* [Required work]:
From the line with "per_instance=true" to the last line of the data below, repeat every line exactly and add nothing.

Referring expression pointing data

--

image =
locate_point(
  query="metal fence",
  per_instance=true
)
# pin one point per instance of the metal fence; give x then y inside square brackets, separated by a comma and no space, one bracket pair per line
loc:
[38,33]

--

* [Answer box]:
  per_instance=true
)
# pin one point per instance of the metal fence; give x then y inside square brackets, separated by a comma and no space, one bracket pair per line
loc:
[38,33]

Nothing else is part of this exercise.